* begin Excerpted data *

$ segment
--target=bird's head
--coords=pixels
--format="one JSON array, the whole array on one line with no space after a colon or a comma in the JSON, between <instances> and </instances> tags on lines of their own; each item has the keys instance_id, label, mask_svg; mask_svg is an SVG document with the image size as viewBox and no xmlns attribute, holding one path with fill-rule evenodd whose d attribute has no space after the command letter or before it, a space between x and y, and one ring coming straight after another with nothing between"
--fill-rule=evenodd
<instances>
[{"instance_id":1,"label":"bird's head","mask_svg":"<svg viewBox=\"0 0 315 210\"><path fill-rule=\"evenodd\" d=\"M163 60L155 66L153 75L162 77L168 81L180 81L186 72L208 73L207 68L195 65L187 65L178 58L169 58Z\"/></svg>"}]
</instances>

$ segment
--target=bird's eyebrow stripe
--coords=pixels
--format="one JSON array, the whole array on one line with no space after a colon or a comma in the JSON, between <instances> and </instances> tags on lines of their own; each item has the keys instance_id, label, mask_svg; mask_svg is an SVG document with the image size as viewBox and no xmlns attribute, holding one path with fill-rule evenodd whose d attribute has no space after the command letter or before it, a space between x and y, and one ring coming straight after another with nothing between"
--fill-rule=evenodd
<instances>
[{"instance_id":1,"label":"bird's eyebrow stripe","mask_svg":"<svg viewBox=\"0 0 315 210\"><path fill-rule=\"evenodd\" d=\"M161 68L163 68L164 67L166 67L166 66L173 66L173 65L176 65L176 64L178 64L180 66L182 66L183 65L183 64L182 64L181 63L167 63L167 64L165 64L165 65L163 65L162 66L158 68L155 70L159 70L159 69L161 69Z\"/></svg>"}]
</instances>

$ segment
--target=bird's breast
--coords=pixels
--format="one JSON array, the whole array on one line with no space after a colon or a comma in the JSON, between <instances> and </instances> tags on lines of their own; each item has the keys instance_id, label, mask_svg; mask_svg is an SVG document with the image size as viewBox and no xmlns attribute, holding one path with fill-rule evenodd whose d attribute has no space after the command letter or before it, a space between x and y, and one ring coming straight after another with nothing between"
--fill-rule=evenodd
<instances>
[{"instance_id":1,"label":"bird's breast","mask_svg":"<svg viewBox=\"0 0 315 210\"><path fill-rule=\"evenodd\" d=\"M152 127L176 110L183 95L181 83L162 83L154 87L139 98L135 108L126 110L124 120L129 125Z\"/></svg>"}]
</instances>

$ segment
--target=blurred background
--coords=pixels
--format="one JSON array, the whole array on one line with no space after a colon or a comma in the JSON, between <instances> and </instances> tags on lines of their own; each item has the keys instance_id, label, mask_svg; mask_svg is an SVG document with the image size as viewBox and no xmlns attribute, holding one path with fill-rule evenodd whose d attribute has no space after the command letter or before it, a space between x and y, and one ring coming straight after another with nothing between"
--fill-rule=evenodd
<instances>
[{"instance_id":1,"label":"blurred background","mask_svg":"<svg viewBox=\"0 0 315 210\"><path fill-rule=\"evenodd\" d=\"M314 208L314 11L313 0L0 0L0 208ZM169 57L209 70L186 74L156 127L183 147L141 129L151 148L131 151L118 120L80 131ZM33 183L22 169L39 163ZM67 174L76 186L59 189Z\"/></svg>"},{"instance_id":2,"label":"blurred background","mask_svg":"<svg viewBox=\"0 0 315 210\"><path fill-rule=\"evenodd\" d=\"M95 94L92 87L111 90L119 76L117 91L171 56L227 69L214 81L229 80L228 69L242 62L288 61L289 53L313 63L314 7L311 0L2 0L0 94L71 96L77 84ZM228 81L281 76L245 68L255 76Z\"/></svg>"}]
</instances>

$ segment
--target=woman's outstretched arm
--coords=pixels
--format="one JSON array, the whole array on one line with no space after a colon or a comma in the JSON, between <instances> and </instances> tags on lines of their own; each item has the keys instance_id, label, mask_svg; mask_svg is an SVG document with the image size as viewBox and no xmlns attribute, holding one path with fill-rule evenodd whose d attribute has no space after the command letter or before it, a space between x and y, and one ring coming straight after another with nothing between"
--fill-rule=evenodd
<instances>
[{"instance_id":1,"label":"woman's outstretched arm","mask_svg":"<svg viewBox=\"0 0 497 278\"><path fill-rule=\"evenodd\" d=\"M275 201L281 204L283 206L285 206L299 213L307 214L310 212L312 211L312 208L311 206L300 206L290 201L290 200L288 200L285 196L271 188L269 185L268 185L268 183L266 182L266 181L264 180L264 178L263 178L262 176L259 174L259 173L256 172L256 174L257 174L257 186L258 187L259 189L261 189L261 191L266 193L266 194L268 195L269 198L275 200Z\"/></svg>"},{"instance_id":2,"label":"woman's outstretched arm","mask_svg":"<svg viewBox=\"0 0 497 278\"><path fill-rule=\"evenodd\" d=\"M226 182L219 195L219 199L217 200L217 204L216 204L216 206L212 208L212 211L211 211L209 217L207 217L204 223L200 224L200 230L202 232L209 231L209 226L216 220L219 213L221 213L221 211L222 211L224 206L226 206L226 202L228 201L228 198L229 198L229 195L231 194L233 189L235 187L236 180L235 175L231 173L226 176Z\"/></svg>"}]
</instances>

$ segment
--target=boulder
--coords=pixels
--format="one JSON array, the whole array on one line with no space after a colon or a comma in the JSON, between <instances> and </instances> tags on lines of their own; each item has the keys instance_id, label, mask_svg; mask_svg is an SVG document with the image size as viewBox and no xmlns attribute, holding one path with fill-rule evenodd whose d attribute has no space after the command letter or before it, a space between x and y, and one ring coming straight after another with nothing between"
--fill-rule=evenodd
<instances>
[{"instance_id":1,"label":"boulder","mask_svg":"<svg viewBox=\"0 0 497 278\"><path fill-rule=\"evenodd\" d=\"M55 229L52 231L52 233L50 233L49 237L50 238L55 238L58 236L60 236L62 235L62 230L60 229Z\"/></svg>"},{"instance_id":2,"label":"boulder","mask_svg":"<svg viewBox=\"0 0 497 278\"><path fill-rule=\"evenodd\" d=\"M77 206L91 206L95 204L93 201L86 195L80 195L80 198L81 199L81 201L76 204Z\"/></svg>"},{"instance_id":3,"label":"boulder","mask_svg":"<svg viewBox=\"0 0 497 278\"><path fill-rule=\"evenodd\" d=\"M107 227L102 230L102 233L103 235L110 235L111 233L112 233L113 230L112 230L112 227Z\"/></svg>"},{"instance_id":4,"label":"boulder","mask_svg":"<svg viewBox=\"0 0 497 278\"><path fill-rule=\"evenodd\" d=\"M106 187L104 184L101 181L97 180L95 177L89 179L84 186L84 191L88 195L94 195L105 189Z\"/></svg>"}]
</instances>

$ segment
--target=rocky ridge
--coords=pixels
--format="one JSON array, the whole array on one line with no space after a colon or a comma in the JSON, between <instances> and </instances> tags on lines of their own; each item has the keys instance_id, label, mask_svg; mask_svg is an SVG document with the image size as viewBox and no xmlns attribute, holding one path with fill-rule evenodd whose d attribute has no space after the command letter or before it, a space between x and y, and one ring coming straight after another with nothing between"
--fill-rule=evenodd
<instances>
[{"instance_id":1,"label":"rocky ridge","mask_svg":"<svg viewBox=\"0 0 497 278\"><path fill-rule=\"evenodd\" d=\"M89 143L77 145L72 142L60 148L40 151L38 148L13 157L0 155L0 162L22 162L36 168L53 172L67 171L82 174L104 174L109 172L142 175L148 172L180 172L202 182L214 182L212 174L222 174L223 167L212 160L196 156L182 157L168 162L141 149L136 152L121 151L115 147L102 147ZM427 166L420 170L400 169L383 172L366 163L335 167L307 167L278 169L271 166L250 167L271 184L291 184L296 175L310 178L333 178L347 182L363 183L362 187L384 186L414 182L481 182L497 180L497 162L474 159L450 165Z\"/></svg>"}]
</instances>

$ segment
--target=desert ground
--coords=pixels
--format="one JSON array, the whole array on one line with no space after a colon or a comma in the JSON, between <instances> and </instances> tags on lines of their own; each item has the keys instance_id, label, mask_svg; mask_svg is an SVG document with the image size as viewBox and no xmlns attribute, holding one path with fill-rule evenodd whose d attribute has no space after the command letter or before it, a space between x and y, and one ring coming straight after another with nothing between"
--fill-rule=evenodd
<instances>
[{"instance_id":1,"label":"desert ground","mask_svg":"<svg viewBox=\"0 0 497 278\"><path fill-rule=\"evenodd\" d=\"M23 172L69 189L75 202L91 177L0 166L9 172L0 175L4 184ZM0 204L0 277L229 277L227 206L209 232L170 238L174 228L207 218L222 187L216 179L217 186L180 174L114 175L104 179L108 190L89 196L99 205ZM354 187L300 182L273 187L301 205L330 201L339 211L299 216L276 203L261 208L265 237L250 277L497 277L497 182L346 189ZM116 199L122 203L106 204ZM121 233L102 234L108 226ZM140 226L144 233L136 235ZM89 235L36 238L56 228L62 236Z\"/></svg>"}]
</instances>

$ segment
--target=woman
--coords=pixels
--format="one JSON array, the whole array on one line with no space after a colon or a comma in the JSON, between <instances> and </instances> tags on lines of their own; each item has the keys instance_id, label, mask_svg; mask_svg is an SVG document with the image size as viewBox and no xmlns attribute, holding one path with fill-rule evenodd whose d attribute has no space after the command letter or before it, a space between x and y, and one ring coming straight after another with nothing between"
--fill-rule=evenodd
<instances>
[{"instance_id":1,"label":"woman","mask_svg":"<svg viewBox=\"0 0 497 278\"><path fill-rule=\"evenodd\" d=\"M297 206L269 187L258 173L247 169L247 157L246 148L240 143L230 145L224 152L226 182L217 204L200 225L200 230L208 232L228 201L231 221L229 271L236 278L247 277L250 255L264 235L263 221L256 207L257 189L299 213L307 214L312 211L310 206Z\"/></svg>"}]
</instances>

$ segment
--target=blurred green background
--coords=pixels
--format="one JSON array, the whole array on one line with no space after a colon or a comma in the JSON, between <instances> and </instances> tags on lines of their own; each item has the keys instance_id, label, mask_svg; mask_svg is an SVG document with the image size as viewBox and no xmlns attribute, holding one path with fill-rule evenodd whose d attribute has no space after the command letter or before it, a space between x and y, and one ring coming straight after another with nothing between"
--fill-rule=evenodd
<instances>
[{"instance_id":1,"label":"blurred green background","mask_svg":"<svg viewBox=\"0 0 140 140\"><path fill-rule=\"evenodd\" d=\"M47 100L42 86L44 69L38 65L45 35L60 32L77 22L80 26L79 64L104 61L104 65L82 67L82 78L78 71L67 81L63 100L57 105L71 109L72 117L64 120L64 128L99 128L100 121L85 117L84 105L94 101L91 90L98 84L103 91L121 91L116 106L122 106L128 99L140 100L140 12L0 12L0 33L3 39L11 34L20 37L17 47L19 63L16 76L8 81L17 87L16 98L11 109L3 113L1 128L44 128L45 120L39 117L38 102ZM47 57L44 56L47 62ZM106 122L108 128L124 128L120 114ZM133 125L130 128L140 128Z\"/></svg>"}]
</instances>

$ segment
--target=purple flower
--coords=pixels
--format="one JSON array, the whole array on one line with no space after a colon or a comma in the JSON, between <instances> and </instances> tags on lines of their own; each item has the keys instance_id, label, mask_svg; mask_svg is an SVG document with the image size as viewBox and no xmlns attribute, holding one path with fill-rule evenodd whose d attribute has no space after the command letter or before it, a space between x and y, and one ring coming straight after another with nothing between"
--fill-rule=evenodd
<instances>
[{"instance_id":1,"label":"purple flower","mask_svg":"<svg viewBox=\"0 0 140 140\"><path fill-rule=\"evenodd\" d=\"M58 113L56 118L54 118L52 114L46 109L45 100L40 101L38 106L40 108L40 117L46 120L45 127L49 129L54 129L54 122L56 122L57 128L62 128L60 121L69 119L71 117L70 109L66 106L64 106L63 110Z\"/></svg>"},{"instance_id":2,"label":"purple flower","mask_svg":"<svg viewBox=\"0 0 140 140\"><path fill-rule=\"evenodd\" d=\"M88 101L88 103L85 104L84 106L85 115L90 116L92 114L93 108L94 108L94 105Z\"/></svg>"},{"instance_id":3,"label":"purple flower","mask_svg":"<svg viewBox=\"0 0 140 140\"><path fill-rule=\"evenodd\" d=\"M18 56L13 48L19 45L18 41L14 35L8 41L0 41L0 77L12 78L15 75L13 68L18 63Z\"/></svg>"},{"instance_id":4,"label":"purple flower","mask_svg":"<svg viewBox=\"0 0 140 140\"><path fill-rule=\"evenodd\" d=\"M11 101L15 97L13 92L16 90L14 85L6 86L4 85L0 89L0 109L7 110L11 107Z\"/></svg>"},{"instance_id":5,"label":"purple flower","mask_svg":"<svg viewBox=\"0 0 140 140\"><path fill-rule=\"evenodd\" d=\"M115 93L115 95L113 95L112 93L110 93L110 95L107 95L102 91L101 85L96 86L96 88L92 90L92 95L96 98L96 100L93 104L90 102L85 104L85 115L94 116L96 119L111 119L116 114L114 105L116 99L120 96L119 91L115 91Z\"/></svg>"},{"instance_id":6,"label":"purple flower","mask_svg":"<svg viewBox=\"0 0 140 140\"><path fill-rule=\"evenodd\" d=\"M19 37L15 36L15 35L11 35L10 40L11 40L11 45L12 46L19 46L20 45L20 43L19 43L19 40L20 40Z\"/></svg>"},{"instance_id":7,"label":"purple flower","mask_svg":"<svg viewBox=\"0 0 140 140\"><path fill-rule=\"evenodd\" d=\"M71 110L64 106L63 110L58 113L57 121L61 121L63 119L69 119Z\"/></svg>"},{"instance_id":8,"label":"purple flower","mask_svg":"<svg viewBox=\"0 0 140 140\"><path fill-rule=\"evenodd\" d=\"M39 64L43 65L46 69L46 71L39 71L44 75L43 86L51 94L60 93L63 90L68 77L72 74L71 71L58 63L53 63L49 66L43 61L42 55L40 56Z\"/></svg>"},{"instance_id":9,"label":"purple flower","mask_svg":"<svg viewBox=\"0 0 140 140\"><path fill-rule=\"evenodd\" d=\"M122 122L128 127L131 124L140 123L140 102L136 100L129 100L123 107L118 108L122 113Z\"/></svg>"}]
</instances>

* end Excerpted data *

- Aim -
Collect every line in the listing above that contains the string "bird", and copy each one unchanged.

- Worked solution -
--target=bird's head
[{"instance_id":1,"label":"bird's head","mask_svg":"<svg viewBox=\"0 0 315 210\"><path fill-rule=\"evenodd\" d=\"M163 60L155 66L153 75L162 77L168 81L180 81L186 72L208 73L207 68L195 65L187 65L178 58L169 58Z\"/></svg>"}]
--target=bird's eyebrow stripe
[{"instance_id":1,"label":"bird's eyebrow stripe","mask_svg":"<svg viewBox=\"0 0 315 210\"><path fill-rule=\"evenodd\" d=\"M161 68L163 68L164 67L166 67L166 66L173 66L173 65L176 65L176 64L178 64L180 66L182 66L183 65L183 64L182 64L181 63L167 63L167 64L165 64L165 65L163 65L162 66L158 68L155 70L159 70L159 69L161 69Z\"/></svg>"}]
--target=bird's breast
[{"instance_id":1,"label":"bird's breast","mask_svg":"<svg viewBox=\"0 0 315 210\"><path fill-rule=\"evenodd\" d=\"M152 127L176 110L183 95L181 83L162 83L154 87L139 98L135 108L126 110L124 120L129 125Z\"/></svg>"}]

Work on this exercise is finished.